Referring expression data:
_ _ _ _ _ _ _
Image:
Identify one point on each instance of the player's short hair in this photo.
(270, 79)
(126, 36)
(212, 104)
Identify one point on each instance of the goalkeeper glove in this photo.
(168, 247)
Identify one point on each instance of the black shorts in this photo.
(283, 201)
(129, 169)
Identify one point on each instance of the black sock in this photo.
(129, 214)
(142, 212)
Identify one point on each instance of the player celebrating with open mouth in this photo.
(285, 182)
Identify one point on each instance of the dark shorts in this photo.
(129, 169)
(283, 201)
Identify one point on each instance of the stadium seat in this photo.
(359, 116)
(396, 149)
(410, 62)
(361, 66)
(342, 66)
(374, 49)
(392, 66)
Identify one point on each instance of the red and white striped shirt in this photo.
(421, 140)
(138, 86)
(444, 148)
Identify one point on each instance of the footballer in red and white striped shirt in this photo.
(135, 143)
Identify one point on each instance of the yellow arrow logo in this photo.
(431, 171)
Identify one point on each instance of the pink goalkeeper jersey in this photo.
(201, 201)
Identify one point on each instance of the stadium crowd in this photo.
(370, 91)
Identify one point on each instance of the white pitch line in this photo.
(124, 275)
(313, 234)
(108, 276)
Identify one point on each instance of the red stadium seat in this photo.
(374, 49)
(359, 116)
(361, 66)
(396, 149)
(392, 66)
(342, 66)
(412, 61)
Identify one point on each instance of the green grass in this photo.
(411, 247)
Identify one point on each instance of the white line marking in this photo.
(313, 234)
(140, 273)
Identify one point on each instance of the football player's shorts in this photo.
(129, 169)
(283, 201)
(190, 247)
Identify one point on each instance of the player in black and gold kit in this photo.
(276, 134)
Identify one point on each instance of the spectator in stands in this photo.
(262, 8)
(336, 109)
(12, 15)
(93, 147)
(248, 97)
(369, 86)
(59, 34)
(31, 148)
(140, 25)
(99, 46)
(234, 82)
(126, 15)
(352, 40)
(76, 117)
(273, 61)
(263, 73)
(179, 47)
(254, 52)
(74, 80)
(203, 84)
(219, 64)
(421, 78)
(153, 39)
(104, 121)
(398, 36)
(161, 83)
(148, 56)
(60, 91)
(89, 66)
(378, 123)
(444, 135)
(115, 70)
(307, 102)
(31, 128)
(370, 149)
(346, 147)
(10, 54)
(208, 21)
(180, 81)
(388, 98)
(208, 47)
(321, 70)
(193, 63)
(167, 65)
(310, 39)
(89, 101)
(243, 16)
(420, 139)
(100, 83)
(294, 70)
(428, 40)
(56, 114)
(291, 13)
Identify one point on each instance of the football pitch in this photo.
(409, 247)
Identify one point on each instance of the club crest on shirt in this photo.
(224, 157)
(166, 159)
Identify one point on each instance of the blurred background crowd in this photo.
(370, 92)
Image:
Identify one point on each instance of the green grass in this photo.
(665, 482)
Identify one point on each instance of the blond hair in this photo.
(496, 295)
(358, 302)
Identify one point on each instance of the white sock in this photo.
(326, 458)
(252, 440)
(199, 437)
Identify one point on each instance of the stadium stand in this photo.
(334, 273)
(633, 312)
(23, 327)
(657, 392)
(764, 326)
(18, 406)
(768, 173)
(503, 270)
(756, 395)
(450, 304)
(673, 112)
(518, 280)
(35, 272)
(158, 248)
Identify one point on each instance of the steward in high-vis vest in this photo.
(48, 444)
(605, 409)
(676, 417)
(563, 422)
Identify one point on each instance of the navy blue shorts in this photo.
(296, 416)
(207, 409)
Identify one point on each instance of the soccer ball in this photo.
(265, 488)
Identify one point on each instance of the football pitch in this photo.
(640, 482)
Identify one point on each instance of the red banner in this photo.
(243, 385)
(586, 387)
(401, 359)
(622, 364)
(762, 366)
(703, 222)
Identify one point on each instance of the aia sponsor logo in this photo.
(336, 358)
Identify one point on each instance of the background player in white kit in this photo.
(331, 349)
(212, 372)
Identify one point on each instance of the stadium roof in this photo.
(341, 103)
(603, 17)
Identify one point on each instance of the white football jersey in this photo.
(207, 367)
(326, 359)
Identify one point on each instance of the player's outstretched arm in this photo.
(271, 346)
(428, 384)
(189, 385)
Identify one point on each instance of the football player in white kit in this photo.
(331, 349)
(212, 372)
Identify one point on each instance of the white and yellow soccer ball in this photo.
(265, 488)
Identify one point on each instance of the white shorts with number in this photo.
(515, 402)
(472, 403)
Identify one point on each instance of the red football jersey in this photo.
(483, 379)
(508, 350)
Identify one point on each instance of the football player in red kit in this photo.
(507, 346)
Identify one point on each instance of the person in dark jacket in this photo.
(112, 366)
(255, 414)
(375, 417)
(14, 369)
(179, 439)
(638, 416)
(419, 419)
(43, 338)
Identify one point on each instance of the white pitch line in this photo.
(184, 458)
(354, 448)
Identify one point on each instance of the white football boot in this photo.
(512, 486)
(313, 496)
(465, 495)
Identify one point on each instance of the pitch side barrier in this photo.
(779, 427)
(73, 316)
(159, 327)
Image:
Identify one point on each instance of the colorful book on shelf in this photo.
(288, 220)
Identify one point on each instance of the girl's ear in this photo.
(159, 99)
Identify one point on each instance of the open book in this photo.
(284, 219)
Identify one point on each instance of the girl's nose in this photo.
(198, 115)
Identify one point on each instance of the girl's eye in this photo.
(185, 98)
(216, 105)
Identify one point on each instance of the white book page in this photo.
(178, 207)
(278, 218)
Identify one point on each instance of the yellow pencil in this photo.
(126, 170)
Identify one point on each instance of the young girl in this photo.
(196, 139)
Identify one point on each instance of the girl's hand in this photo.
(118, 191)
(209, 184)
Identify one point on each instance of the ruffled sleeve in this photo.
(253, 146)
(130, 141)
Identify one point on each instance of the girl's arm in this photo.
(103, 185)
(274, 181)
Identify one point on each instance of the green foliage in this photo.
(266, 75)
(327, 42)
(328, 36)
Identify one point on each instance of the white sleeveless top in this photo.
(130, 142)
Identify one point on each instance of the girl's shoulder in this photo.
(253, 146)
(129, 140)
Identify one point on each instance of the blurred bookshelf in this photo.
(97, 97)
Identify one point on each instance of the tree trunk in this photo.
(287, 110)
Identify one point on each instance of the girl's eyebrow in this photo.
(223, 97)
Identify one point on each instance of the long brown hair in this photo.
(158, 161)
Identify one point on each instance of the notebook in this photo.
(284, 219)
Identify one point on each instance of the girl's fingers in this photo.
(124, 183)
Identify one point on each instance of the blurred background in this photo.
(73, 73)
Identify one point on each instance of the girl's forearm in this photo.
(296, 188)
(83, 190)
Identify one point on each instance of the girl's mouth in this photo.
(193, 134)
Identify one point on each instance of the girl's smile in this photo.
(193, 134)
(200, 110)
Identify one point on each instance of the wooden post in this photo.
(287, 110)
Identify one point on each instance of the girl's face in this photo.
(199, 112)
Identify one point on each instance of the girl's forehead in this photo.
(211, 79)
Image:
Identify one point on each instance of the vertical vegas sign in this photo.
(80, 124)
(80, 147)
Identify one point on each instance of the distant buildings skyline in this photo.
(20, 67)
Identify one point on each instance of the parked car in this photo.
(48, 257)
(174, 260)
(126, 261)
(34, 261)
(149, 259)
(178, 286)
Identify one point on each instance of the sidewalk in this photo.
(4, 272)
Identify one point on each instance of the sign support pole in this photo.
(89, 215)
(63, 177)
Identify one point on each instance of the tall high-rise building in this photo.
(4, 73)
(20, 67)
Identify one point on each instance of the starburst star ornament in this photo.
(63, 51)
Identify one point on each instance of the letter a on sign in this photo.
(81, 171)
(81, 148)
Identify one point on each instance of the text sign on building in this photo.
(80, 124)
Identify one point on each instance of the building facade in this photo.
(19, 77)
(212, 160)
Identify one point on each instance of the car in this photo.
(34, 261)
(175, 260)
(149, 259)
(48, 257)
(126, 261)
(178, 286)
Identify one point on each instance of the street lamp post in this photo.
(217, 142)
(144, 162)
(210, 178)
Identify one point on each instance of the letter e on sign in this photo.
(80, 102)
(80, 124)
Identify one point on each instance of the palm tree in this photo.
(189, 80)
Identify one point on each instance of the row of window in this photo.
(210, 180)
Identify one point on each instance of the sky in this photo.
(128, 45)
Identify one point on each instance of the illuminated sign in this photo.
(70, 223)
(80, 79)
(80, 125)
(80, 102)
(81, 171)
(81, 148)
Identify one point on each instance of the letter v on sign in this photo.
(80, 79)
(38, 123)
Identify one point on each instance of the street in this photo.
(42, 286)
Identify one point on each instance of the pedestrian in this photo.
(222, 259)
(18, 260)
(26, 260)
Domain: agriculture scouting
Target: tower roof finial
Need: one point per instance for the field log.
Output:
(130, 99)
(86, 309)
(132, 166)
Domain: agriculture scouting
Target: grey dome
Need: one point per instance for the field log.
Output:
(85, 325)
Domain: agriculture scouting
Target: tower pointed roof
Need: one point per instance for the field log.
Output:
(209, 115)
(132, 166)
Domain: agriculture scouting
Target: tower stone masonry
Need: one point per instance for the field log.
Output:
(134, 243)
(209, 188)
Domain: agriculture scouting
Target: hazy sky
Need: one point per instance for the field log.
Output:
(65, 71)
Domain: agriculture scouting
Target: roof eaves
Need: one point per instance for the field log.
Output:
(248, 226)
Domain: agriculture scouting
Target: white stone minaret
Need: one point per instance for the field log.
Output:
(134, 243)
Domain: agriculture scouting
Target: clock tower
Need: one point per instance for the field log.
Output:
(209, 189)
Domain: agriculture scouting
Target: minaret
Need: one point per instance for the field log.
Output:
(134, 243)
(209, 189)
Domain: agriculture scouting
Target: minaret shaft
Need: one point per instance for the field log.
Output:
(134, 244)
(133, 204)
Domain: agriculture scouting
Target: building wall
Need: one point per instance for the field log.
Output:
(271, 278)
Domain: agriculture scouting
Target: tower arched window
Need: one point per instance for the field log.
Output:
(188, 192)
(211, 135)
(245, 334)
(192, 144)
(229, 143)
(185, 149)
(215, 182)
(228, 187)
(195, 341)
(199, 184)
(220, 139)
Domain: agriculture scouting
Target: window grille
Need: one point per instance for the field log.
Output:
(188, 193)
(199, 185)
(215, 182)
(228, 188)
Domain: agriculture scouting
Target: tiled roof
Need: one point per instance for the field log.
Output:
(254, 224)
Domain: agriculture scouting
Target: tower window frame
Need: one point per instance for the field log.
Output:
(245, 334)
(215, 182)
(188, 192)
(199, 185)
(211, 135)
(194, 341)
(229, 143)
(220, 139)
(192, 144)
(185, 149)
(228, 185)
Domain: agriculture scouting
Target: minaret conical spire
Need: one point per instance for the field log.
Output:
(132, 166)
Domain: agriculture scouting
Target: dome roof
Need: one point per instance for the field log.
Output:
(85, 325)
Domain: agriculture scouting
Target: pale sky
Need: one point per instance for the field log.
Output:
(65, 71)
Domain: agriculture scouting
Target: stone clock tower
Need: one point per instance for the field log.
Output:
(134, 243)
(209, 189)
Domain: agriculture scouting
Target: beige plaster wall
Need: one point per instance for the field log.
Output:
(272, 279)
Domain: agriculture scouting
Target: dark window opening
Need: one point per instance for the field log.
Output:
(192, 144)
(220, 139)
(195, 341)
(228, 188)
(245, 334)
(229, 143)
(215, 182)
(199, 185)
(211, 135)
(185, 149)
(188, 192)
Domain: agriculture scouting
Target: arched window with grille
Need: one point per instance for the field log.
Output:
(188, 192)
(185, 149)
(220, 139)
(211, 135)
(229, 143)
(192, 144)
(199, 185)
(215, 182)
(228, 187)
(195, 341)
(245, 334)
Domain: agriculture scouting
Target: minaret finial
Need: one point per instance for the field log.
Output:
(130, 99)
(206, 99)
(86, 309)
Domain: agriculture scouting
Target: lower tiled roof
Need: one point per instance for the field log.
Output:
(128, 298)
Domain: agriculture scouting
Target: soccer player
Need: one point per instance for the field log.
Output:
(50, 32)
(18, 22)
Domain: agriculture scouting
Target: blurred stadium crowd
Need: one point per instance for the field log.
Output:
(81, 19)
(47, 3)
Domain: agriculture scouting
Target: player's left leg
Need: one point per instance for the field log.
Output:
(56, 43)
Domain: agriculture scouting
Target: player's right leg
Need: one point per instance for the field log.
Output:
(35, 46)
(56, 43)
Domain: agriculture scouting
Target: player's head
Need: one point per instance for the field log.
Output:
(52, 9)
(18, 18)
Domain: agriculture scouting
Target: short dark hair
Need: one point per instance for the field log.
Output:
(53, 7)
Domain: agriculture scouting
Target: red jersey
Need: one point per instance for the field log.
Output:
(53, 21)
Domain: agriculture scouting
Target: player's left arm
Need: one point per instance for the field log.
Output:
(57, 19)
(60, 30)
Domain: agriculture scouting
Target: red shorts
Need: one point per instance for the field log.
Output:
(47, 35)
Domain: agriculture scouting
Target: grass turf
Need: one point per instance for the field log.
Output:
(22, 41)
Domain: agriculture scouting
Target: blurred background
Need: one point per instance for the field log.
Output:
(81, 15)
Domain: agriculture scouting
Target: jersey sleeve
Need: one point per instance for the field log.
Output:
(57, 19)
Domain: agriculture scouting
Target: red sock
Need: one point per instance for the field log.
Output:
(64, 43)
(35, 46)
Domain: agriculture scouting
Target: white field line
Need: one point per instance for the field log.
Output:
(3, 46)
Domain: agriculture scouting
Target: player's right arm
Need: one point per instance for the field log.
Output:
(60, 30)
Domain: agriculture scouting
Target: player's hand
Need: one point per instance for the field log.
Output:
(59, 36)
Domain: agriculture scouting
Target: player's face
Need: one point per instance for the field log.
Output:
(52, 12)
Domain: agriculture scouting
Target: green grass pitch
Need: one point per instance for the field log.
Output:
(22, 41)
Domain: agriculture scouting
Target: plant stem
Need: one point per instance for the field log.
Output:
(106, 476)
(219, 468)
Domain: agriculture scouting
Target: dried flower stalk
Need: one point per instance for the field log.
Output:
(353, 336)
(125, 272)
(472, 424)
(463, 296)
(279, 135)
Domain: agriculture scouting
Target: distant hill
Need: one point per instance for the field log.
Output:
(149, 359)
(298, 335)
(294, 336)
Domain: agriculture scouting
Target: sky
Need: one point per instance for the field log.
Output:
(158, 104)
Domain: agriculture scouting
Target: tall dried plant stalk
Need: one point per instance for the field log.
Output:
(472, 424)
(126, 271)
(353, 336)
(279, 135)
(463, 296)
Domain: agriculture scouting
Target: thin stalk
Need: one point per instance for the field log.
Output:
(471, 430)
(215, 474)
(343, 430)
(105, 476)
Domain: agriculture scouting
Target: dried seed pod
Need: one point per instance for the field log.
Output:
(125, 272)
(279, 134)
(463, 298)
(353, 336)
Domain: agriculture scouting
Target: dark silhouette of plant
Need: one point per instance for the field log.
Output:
_ _ _ _ _ _ _
● Try it: Given the data above, transcribe exactly the lines from the one containing "Target: red shorts" down to the one containing "Target: blurred background", and no others.

● Output for this task:
Target: red shorts
Need: one point per instance for the field log.
Output:
(47, 35)
Domain: agriculture scouting
Target: grass turf
Need: one point per instance for the field log.
Output:
(22, 41)
Domain: agriculture scouting
Target: blurred background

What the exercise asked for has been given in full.